Since there was no stipulation as to the grand theft conviction, defendant failed to carry his burden of proof as to that crime, and the trial court's denial of his petition as to this offense was correct. In People v. Perkins (2016) 244 Cal.App.4th 129, the court of appeal affirmed the denial of a section 1170.18 petition without prejudice to a successive petition that provided evidence of the defendant's eligibility for relief. (Id. at p. 140.) In Perkins, the defendant prepared and filed the petition without the assistance or benefit of counsel, utilizing a form that did not inform the defendant of his burden of proving eligibility or provide space for supporting evidence or allegations. (Id. at pp. 139-140, & fn.4.) By contrast, in this case defendant had representation when the forms for his petitions were filled out. The petitions were submitted on November 18, 2015, months after the opinion in Sherow was filed on August 11, 2015. (See Sherow, supra, 239 Cal.App.4th at p. 875.)

Even though Perkins can be distinguished factually, we will follow the same procedural practice in this case. Section 1170.18 contains no provision limiting or forbidding successive petitions. Since Proposition 47 is intended to be "liberally construed to effectuate its purposes," (see Voter Information Guide, Gen. Elec. (Nov. 4, 2014) text of Prop. 47, § 18, p. 74; People v. Tidwell (2016) 246 Cal.App.4th 212, 219), defendant is not barred from filing a successive petition containing proof of eligibility for relief regarding the grand theft conviction.
——
**Goal A**
List every case the court opinion excerpt cites by name.
**Goal B**
Reproduce word for word the portion of the court opinion excerpt starting with "Even though Perkins" and going on through "grand theft conviction.".

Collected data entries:
——
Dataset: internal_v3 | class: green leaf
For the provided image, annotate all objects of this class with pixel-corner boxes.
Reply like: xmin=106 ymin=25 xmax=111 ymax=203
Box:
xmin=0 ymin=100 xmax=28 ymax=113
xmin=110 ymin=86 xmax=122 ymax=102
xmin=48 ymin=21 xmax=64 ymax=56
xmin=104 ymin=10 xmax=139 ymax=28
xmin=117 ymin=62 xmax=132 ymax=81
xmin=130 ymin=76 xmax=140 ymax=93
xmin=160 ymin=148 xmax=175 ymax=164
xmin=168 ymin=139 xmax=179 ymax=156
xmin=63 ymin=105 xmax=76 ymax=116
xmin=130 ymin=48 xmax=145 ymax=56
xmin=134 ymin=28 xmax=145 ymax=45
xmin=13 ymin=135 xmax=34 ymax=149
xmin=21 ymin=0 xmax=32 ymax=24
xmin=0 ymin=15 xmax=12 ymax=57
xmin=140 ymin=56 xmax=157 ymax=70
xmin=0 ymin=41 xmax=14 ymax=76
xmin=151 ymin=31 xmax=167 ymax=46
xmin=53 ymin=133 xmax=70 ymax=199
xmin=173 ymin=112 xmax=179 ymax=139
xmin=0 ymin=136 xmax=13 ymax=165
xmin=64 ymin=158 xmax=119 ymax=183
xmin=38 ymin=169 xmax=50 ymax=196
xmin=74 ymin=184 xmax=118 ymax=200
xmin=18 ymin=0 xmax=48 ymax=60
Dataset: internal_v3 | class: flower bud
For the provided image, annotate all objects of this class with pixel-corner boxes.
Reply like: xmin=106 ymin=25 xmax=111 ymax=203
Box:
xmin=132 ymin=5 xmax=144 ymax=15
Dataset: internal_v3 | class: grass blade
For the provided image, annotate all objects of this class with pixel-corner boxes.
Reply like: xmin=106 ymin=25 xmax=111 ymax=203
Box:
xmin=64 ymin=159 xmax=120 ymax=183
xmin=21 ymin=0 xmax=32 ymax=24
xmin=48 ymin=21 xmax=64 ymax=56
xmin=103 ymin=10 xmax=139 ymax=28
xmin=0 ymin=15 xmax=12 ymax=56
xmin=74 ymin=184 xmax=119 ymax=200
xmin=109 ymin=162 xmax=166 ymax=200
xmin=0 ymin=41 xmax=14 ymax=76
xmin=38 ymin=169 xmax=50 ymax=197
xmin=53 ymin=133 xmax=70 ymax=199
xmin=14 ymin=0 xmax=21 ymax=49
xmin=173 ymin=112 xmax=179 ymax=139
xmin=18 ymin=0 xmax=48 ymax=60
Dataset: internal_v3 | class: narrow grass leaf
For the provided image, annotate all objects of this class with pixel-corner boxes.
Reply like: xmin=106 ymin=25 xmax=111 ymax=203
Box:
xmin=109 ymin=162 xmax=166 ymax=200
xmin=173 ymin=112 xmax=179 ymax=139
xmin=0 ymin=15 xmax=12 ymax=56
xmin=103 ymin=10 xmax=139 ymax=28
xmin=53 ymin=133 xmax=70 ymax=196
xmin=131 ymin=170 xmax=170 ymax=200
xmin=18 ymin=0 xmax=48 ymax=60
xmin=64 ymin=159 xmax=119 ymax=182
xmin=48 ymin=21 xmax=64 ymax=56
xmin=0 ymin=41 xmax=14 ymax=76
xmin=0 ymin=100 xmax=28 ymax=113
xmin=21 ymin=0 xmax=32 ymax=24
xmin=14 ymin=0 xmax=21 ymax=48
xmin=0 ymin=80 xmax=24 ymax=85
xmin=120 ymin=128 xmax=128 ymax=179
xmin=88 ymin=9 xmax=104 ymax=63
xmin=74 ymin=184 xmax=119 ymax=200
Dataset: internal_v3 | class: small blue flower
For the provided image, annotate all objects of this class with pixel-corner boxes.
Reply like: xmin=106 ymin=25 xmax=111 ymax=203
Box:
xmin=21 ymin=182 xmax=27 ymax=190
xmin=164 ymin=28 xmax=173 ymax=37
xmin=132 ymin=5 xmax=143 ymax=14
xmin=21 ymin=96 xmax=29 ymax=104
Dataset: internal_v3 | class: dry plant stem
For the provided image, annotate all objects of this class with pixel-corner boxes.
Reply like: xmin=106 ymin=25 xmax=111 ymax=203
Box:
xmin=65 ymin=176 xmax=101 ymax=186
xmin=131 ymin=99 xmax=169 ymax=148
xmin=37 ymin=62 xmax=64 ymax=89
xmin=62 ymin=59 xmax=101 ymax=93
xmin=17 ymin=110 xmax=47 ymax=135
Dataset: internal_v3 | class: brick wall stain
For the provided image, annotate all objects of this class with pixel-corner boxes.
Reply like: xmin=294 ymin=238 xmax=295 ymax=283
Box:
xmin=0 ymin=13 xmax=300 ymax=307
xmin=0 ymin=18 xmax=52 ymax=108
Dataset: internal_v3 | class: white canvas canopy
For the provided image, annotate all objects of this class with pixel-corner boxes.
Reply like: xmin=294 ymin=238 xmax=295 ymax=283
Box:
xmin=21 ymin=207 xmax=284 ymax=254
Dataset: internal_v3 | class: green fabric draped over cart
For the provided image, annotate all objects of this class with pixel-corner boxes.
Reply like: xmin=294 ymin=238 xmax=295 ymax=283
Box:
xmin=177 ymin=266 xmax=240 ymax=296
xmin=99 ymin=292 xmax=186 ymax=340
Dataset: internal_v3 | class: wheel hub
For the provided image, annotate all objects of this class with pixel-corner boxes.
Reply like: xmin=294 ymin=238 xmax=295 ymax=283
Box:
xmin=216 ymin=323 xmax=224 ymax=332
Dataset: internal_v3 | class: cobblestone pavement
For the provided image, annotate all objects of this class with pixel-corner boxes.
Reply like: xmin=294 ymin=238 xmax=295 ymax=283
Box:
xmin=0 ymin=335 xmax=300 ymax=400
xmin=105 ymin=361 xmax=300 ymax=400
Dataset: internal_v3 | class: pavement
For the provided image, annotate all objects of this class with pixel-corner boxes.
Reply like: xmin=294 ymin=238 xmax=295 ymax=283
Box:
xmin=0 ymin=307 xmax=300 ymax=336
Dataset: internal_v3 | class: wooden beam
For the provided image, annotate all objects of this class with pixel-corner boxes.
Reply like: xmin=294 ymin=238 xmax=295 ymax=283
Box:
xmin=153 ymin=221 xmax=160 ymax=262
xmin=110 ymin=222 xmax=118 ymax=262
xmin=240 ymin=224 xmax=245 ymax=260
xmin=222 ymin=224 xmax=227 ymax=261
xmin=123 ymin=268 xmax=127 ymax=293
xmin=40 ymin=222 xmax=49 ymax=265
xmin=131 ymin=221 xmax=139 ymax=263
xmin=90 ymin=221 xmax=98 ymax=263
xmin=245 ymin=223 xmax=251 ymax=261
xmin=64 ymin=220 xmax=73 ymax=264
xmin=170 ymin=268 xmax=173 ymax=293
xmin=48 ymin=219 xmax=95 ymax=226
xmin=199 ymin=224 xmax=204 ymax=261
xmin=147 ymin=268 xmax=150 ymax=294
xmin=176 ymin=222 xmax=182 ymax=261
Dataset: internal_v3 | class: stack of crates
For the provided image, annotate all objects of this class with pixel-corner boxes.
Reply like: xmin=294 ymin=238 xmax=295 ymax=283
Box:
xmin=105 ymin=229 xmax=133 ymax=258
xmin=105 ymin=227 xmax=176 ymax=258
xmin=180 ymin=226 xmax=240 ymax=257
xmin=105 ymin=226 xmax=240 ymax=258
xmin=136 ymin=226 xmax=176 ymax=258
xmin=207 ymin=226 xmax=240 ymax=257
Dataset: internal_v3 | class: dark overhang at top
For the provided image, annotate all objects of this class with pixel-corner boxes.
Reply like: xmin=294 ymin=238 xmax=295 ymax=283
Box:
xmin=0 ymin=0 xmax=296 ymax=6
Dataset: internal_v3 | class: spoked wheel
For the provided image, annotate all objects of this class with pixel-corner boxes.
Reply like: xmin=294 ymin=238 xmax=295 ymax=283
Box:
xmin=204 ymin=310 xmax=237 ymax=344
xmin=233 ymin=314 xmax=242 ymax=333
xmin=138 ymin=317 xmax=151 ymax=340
——
**Written reply A**
People v. Perkins
Sherow
People v. Tidwell

**Written reply B**
Even though Perkins can be distinguished factually, we will follow the same procedural practice in this case. Section 1170.18 contains no provision limiting or forbidding successive petitions. Since Proposition 47 is intended to be "liberally construed to effectuate its purposes," (see Voter Information Guide, Gen. Elec. (Nov. 4, 2014) text of Prop. 47, § 18, p. 74; People v. Tidwell (2016) 246 Cal.App.4th 212, 219), defendant is not barred from filing a successive petition containing proof of eligibility for relief regarding the grand theft conviction.